## 提示文
▼
国立民族学博物館(みんぱく)は、博物館をもった文化人類学・民族学の研究所です。

チベット仏教古派及びポン教の護符に関する記述研究

研究期間:2015.10-2019.3 代表者 長野泰彦

研究プロジェクト一覧

キーワード

チベット仏教古派、ポン教、護符

目的

1979年に国立民族学博物館は「チベット仏画コレクション」を購入した。その内容は実は仏画ではなく、千点を超すチベット仏教古派及びポン教の護符とそれを刷るための版木である。チベット仏教とポン教は独自の教義・哲学・論理体系を作り上げ、東洋人の思惟方法を語る上で主要な柱の一つになっている一方で、民間信仰をも貪欲に受け入れ、独特の「行」を発展させてきた。チベットの精神文化基層においては、超越的な原理と世俗的な経済原理とが絡み合っており、その二つを有機的に結びつけるための仕掛けとして「呪力観ないし呪物」が働いていると思われる。仏教やポン教の大蔵経論部の一定のポーションが「呪法」や「脱呪法」に割かれているのはそのことと密接な関連がある。護符はそこに機能する呪物の身近なモノの一つである。
▲
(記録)
▼
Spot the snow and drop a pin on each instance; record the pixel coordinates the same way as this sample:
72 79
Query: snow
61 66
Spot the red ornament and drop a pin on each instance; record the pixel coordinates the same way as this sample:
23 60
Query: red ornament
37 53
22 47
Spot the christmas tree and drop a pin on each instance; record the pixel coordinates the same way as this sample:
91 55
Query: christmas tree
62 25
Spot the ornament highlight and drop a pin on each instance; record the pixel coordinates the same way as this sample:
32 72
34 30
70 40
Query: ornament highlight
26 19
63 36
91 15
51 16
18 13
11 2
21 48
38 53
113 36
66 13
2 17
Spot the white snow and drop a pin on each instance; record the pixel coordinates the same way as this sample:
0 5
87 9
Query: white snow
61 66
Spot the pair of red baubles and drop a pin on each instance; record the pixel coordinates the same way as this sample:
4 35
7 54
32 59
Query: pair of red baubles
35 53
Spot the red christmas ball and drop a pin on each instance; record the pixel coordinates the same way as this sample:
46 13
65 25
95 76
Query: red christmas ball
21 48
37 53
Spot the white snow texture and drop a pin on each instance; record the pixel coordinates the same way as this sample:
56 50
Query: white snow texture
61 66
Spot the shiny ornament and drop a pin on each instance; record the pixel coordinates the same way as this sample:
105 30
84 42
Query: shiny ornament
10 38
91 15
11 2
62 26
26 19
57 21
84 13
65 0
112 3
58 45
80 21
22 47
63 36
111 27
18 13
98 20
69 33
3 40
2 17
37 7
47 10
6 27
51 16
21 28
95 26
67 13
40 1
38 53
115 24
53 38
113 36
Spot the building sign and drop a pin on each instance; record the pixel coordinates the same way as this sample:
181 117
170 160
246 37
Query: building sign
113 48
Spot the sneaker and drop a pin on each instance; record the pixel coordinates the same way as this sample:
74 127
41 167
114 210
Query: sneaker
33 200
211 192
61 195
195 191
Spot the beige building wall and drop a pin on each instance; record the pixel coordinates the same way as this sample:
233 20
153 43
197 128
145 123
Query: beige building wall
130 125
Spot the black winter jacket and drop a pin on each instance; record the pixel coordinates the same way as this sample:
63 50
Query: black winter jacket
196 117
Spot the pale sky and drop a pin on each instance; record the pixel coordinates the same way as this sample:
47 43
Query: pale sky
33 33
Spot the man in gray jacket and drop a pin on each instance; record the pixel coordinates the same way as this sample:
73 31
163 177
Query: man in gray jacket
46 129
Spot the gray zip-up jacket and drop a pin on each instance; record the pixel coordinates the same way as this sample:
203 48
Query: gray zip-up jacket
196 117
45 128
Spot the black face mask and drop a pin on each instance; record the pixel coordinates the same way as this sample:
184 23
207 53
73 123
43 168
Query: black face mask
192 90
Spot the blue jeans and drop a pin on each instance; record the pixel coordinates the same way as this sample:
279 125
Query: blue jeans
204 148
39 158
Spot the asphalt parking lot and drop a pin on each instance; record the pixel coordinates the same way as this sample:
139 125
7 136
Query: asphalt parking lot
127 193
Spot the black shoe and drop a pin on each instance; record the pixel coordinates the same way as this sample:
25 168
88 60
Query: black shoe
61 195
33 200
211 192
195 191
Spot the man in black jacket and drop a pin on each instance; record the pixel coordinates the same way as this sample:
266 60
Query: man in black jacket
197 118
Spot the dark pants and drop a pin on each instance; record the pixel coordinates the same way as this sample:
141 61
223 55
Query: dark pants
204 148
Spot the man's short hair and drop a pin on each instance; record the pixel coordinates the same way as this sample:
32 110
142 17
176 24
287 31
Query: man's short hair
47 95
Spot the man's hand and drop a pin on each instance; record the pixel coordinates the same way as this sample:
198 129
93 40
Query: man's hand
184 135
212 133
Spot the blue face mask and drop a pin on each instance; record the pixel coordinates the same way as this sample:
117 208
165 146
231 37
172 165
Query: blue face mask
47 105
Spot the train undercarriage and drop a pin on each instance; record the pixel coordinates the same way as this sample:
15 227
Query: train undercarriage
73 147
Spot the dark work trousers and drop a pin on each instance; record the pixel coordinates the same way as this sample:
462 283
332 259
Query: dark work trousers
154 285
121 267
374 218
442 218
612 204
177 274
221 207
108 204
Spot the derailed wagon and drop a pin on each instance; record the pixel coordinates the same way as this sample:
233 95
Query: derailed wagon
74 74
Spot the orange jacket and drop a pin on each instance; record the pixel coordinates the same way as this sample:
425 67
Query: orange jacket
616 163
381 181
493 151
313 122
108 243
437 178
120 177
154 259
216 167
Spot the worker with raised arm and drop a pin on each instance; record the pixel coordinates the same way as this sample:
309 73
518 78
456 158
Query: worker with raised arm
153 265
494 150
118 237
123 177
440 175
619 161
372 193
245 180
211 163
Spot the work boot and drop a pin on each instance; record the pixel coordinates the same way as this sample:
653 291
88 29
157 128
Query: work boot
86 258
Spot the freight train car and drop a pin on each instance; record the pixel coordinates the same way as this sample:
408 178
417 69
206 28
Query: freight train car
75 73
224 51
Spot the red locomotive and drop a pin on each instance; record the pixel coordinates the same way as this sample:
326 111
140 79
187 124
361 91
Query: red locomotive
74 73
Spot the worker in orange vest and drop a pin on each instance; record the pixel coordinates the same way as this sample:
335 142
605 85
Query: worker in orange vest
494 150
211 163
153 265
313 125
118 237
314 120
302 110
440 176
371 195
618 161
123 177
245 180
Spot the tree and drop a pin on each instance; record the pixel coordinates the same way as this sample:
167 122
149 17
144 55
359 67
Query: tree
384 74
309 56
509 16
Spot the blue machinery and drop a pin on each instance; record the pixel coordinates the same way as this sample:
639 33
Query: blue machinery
▲
## 練習課題
1 > 護符研究の紹介文の「研究期間:2015.10-2019.3 代表者 長野泰彦」から「物の身近なモノの一つである。」までを、「ポン教」を「ボン教」に変えて書き直してください。
2 > 護符研究の紹介文によると、国立民族学博物館が「チベット仏画コレクション」を購入したのは何年ですか。
3 > 護符研究の紹介文を、最後の文のあとから書き進めてください。

## 最終結果
1 >
研究期間:2015.10-2019.3 代表者 長野泰彦

研究プロジェクト一覧

キーワード

チベット仏教古派、ボン教、護符

目的

1979年に国立民族学博物館は「チベット仏画コレクション」を購入した。その内容は実は仏画ではなく、千点を超すチベット仏教古派及びボン教の護符とそれを刷るための版木である。チベット仏教とボン教は独自の教義・哲学・論理体系を作り上げ、東洋人の思惟方法を語る上で主要な柱の一つになっている一方で、民間信仰をも貪欲に受け入れ、独特の「行」を発展させてきた。チベットの精神文化基層においては、超越的な原理と世俗的な経済原理とが絡み合っており、その二つを有機的に結びつけるための仕掛けとして「呪力観ないし呪物」が働いていると思われる。仏教やボン教の大蔵経論部の一定のポーションが「呪法」や「脱呪法」に割かれているのはそのことと密接な関連がある。護符はそこに機能する呪物の身近なモノの一つである。

2 > 1979年です。

3 >
我々は、チベットに広く行われている護符に注目し、一般の人々の目線に立って、それらの内容・意味・用途の記述、文献学的裏付け、護符の加持・聖化(パワーの付与)に関する儀礼、その経済的仕組み、チベット人でない人々を含む民衆の間での現代的意味などを様々の角度から調査研究し、護符というモノを通じてチベットの宗教実践の有り様と宗教文化基層の一端を明らかにすることを目標としているが、本共同研究ではその第一歩として民博が蔵する護符の図像とそこに書かれるマントラを含む文を記述・解析することを試みたい。

研究成果

① 本標本資料には購入時に売り主が提供したデータがある。それは国立民族学博物館の旧「情報カード」プロジェクトによって整理が続けられており、館内の関係者のみが館内で閲覧できる状態になっている。このデータは購入当時の状況を知る上ではある程度の意味があるが、図像の内容に関する記述(主尊、用途、使用法、など)はなく、付随する写真データも精細度が極端に低いため、研究上も一般公衆への公開という観点からも公表できる状況にない。このような状況に鑑み、上記の共同研究会ではあらためてタイトル(標本名)、ジャンル、図像の概説(主尊、脇侍などを含む)、用途・使用法、書かれている文字列の翻刻、文献学的根拠、レファランス、等を記述し直した。このことにより、国立民族学博物館の持つ資料が館外の研究者の共同利用に供せられるとともに、一般公衆の閲覧にも耐えうるものとなる。
② このような状況に鑑み、全研究期間を通じて上記の記述を充実させるとともに、同定の根拠となる真言やマントラ(その源流であるヤントラを含む)の特定と、Douglas、Sukorupski、田中公明などの先行研究及び関連する資料との対応関係を精査した。
③ 共同研究国際展開プロジェクトの予算を得て、2018年11月初旬に「行」を日常的に行っているニンマ派学僧NorbuTsering 師をネパールから招聘し、各共同研究員が記述上困難であった図像に関して共同で解明に当たった。また、幾つかの護符を実際に作成する加持のプロセスを再現してもらい、映像に記録した。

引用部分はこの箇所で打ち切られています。